Activity 1:
In the IBD forum thread, rewrite the part from "I've talked to" to "up a meeting.", changing "GI office" to "gastroenterology clinic".
Activity 2:
Translate this sentence from the IBD forum thread into Spanish: "She is starting to look at colleges and knows that one of the criteria needs to be access to a top-notch hospital."
Activity 3:
Write the next part of the IBD forum thread, starting after its final post.

Page extract:

I'll email you, Jacqui. I'd love to know how you're going about all this. He has an appt with his GI in a couple weeks and we have lots of college questions for him! 

Glad to hear J made a decision!


----------



## kimmidwife

We started a Facebook group for us parents who are dealing with kids transitioning to adulthood and college. I want to invite you all to join us,

https://www.facebook.com/groups/1470097109683916/


----------



## Katrina9

I wanted to post an update; I haven't posted on here for awhile.

DD is 16 and in 11th grade and her IBD has been pretty treatment resistant. She's now on Remicade, MTX and Uceris and may be making a change; we're waiting on the remicade levels. She has consistently had a lot of morning pain and nausea and episodic flaring. We had difficulty with her school district - we had a 504 that didn't go far enough and then they fought us on an IEP and we had to hire lawyers to get one.  In any case, it became apparent she would do better in another setting and she is doing great in cyber school. She's still connected to friends through social and volunteer activities when she's well. She even went to her (former) high school prom!

What we thought was her latest flare turned out to be c diff and she is now on vancomycin.  :stinks:

She is starting to look at colleges and knows that one of the criteria needs to be access to a top-notch hospital.

This continues to be a roller-coaster and it would just be great to get her onto meds that keep her in remission!


----------



## pdx

Thanks for the update--sounds like things haven't been easy this year.  I'm sorry to hear about the flaring and c diff, and also about your difficulties with her school.  Glad to hear that the online school is working out, and I really hope you can find a treatment that works well for her.  Hope that the c diff is gone soon too.  Hang in there!


----------



## Jmrogers4

Thanks for updating Katrina9, the college search can be a little trickier with IBD my son is about to graduate from high school in 2 months (UGH! can't quite believe it) and we certainly checked hospital location and talked to the disability offices at each one.  He has made his college choice in fact we go out for early registration and to pick classes in a week.  We will also be visiting the hospital where he will receive his infusions.  It's an 8 minute bus ride from campus and the bus leaves every 1/2 hour.  While it wasn't the deciding factor in choosing a college we did cross some off the list due to greater difficulty in getting to an infusion location.
I've talked to a GI office out there, though he will continue to see his GI here in town (college is 3 hours away).  We will just schedule check up appointments during school breaks but he is good to go at the GI office in town for emergencies. 
It's an exciting time but I have to say his two top choices were because how helpful the people in the disability office were I guess he figured if he really had problems they would be easier to work with than the one that kind of blew us off and basically said if you decide to go here than we will set up a meeting.
Good luck in the college search and glad the cyber school is working out for her.


----------



## Faithsg

Katrina9 my son is in 6th grade and has missed 3 months of school. I'm curious if this happened in high school how on-line/cyber school can work with College applications and choices. Right now my son has a 504 and they send the work via friends or computer he keeps up the best he can, but it is stressful. He is on remicade monthly methotrexate and uceris and just came up with a high calprotection level. His pain has been so bad at times he can't walk and nothing has worked he's also been seen by pain clinic. I appreciate advice on cyber school in case we need it in the future even though I pray daily he will not have this pain forever. Thanks in advance for your help!


----------



## my little penguin

Has he been on een(formula only -no food)

Source material:
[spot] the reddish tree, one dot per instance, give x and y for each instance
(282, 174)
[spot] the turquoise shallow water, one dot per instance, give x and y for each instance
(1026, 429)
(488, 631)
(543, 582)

Written reply 1:
I've talked to a gastroenterology clinic out there, though he will continue to see his GI here in town (college is 3 hours away).  We will just schedule check up appointments during school breaks but he is good to go at the gastroenterology clinic in town for emergencies. 
It's an exciting time but I have to say his two top choices were because how helpful the people in the disability office were I guess he figured if he really had problems they would be easier to work with than the one that kind of blew us off and basically said if you decide to go here than we will set up a meeting.

Written reply 2:
Está empezando a buscar universidades y sabe que uno de los criterios tiene que ser el acceso a un hospital de primer nivel.

Written reply 3:
It is as effective as steriods without the side effects
Some use an ng tube 
Others like my kiddo drink it orally 

Ds is 13 and just started a 8 week course last week

Good luck


----------



## Katrina9

I'm so sorry your son is experiencing pain and hope his docs can find something to help.

My daughter was diagnosed at the beginning of 10th grade and missed 90 of 180 instructional days that year. We did the best we could with her 504 plan. She managed to finish 3 courses with a B average, after dropping two classes. While some of her individual teachers were helpful and sympathetic, we had a very difficult time with members of the school and district administration (including the nurse) who questioned why we couldn't just make her go to school by 7:20 AM everyday.  Their focus was getting her to show up - even if she went home after that - so they could count her as having attended.  If she wasn't there, we had to provide a signed doctor's note for each day she missed or was late.

By the beginning of 11th grade we did not see any other option than cyber school because it was clear that our daughter was still not in remission and was going to continue to miss a lot of school, so, even with the accommodations the school provided - and we paid lawyers to help us secure a more rigorous IEP - she was not going to be able to get an education or keep up.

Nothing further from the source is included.